> [Exercise requirements]:
Render the records below as a JSON list of strings, with one string for each line and blank lines omitted.

———

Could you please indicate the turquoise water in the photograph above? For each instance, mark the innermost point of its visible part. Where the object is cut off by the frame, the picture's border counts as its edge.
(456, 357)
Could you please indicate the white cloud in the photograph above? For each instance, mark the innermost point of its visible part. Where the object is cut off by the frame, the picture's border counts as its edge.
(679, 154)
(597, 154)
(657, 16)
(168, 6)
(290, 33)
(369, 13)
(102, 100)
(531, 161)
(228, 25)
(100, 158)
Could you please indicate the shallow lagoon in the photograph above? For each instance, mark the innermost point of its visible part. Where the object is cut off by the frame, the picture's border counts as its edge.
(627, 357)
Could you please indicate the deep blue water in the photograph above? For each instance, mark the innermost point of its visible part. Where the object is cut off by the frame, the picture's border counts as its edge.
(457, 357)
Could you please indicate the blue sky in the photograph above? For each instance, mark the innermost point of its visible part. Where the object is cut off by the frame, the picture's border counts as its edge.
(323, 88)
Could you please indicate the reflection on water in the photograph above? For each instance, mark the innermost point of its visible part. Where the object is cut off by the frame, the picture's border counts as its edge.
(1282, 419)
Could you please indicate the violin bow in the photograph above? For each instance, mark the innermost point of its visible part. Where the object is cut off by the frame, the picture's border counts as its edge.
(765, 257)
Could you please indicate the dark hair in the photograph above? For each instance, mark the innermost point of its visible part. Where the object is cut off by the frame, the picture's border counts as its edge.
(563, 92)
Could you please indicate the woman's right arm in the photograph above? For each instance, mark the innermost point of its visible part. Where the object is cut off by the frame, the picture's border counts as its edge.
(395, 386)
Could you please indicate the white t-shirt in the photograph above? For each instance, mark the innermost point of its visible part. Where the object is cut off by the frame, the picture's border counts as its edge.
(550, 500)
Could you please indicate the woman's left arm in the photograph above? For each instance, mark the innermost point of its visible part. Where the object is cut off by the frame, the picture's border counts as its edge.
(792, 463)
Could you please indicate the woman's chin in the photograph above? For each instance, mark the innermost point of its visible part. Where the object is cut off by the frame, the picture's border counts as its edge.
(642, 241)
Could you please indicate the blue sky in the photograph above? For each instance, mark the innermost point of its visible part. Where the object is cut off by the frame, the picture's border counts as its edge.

———

> [Written response]:
[
  "Could you please indicate the turquoise water in the photograph above? For each instance, mark the innermost point of its visible part. Where the object is cut off by the frame, the picture's border counts as its edge.",
  "(456, 357)",
  "Could you please indicate the white cloud in the photograph above? For each instance, mark the innermost point of its visible part. Where the object is cut off by the frame, the picture's border counts as its edge.",
  "(679, 154)",
  "(597, 154)",
  "(657, 16)",
  "(168, 6)",
  "(290, 33)",
  "(369, 13)",
  "(102, 100)",
  "(531, 161)",
  "(228, 25)",
  "(100, 158)",
  "Could you please indicate the shallow lagoon in the photograph above? For each instance, mark the innermost point of its visible part. Where the object is cut off by the frame, the picture's border counts as its edge.",
  "(627, 357)",
  "Could you please indicate the deep blue water in the photograph above? For each instance, mark the innermost point of its visible part. Where the object is cut off by the frame, the picture's border counts as its edge.",
  "(457, 357)",
  "Could you please indicate the blue sky in the photograph above? For each instance, mark the innermost point of its visible part. Where the object is cut off by the frame, the picture's border counts as its edge.",
  "(323, 88)",
  "Could you please indicate the reflection on water in the photograph above? For each instance, mark the innermost point of its visible part. Where the object is cut off by the frame, the picture's border counts as its edge.",
  "(1282, 419)",
  "Could you please indicate the violin bow in the photograph above? For each instance, mark the innermost point of its visible part. Where the object is cut off by the frame, the picture's border counts as its edge.",
  "(765, 257)",
  "Could you please indicate the dark hair in the photograph above? For each instance, mark the innermost point of its visible part. Where the object is cut off by the frame, the picture's border counts as its edge.",
  "(563, 92)",
  "Could you please indicate the woman's right arm in the photograph above? For each instance, mark the innermost point of its visible part. Where the object is cut off by the frame, the picture's border counts as its edge.",
  "(395, 386)",
  "Could you please indicate the white t-shirt in the photograph above? For each instance, mark the innermost point of its visible part. Where the object is cut off by the frame, the picture's border counts as its edge.",
  "(550, 500)",
  "Could you please indicate the woman's left arm in the photograph above? For each instance, mark the innermost point of its visible part. Where the object is cut off by the frame, the picture's border counts as its edge.",
  "(792, 463)",
  "Could you please indicate the woman's chin in the photograph above? For each instance, mark the innermost point of its visible part. Where the object is cut off by the frame, the picture's border counts as its edge.",
  "(642, 241)",
  "Could you please indicate the blue sky in the photograph above? For each instance, mark the innermost point of its visible part. Where the object is cut off by the frame, the picture's border counts as its edge."
]